(Records contained in a dataset)
»»

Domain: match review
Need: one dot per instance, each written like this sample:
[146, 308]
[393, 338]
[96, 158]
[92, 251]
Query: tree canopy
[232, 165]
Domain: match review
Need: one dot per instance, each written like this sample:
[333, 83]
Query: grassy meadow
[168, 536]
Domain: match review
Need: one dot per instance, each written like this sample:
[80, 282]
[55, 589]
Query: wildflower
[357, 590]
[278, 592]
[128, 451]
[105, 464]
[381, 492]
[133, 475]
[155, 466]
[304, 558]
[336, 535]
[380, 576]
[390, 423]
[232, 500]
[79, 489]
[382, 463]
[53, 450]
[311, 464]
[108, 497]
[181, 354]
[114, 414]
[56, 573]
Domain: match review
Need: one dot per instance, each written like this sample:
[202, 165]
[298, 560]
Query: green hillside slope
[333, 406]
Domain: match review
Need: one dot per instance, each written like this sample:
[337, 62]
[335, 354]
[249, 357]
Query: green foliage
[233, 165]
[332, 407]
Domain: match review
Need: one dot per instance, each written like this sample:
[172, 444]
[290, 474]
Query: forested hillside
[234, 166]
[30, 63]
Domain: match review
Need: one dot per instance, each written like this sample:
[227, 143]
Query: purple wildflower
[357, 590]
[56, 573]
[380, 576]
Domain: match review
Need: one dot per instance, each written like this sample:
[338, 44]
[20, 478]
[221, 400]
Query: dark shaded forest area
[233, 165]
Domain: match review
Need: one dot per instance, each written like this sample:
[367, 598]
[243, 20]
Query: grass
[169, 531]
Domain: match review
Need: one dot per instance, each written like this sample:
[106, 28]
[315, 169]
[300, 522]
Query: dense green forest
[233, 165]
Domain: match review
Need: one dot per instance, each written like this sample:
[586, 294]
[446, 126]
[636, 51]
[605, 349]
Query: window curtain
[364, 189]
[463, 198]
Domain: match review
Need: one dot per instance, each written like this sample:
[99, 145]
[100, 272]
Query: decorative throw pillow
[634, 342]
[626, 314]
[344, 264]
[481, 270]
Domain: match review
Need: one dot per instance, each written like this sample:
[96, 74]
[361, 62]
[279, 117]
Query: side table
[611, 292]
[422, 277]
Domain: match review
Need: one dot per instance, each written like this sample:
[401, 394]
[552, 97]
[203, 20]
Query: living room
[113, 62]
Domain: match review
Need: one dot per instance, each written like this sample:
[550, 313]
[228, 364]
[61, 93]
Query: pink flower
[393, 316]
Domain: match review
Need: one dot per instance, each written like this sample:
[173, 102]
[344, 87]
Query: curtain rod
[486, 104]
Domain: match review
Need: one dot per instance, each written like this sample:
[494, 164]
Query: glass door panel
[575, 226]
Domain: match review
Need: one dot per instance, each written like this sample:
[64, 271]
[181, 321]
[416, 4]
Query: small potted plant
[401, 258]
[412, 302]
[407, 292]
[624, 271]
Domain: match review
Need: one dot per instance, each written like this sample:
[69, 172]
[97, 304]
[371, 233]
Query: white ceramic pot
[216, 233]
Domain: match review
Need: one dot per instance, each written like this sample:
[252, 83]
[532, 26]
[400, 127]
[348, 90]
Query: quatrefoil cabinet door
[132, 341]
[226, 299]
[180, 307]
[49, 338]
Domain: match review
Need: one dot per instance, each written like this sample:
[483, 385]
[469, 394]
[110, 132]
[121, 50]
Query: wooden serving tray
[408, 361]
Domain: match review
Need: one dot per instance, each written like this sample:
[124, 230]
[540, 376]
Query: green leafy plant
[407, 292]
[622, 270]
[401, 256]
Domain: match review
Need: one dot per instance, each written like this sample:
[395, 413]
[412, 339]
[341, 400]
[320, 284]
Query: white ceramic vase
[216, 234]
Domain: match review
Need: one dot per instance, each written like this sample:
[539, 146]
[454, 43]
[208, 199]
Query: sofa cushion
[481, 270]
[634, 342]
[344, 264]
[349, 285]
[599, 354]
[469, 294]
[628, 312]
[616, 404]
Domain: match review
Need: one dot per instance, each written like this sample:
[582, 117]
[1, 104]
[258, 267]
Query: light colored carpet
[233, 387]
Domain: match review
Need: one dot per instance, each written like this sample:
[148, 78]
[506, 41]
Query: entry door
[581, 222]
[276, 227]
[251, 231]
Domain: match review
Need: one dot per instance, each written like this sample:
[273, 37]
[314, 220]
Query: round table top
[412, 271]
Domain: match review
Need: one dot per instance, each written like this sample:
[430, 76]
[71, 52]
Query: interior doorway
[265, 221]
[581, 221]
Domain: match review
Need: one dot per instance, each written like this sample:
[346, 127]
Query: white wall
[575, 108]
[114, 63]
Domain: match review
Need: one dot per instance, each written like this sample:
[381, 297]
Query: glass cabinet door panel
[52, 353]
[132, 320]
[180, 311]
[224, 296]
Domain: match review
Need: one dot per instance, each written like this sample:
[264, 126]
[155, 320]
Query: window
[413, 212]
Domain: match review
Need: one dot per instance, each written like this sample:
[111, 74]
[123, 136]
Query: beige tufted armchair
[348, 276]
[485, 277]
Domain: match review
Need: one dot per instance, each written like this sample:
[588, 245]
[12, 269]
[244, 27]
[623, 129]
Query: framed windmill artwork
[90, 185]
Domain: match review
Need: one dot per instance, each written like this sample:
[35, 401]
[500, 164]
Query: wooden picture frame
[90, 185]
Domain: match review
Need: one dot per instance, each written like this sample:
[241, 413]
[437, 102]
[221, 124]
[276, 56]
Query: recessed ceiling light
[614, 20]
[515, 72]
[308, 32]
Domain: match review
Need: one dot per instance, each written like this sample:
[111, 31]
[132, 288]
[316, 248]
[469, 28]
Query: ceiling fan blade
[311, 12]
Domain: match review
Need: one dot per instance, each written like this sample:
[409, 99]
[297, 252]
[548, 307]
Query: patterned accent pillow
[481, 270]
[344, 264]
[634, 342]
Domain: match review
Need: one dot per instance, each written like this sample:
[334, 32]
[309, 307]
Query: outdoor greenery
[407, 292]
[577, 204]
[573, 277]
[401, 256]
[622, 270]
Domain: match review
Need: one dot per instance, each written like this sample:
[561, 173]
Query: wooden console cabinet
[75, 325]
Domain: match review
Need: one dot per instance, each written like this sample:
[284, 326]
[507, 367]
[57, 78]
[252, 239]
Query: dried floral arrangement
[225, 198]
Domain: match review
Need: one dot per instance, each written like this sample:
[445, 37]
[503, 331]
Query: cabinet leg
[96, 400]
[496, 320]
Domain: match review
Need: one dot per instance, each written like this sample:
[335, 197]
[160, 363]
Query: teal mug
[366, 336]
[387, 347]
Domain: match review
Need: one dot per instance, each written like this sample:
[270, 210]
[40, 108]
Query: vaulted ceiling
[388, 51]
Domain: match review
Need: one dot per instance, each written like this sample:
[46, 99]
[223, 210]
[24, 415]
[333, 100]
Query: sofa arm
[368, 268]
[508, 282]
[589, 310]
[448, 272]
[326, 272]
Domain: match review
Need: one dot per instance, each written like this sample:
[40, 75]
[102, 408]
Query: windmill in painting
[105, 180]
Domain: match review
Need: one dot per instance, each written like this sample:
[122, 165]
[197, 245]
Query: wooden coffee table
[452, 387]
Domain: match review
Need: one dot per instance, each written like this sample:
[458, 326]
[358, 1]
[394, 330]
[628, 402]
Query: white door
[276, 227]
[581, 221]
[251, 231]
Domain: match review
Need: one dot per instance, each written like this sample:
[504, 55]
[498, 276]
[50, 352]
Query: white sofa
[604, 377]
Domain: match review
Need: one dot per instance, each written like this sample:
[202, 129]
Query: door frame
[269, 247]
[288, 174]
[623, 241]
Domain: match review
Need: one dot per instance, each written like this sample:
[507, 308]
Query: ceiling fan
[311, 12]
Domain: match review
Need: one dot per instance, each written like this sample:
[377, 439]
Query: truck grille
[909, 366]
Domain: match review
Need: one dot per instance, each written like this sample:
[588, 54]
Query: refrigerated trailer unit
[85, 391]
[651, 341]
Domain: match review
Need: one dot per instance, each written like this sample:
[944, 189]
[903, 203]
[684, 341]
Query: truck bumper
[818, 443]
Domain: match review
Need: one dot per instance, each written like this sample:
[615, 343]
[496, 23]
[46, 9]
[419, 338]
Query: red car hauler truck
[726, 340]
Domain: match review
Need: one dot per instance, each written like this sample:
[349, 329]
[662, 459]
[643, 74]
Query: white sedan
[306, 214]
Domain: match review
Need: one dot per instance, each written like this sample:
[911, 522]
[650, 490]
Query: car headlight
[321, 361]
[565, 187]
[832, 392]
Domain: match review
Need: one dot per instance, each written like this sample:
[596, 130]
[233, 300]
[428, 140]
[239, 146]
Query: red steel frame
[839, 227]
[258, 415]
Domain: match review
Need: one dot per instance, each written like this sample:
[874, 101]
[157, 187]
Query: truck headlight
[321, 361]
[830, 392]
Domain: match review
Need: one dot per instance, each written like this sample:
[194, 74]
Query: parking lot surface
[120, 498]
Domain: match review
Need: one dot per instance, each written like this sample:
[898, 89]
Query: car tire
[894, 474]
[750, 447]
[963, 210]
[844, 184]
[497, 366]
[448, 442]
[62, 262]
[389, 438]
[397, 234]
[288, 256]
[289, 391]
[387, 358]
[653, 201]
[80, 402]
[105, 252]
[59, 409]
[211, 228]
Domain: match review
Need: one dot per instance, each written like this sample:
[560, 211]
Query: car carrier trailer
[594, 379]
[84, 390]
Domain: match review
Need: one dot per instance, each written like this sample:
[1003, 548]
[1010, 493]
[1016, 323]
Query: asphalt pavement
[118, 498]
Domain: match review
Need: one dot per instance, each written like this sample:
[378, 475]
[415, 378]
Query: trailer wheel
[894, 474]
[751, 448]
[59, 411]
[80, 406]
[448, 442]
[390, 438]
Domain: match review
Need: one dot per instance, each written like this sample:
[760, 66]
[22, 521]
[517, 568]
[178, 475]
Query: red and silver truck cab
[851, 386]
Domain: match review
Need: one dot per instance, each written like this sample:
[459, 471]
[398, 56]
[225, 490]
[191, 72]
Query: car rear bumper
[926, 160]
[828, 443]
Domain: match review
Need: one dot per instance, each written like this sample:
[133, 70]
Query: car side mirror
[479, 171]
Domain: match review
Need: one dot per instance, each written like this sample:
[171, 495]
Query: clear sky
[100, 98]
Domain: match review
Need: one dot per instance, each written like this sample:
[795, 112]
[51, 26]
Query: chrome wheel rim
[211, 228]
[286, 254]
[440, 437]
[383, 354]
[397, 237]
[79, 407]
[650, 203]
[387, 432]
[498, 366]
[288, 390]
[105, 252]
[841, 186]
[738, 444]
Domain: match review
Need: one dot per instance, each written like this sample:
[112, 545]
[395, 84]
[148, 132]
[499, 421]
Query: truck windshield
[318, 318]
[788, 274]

««

• _SHORT EXERCISE_
Count how many lines in the items above contain the string "wooden", matching case exactly. Reply with the number alone.

• _SOLUTION TO THE EXERCISE_
4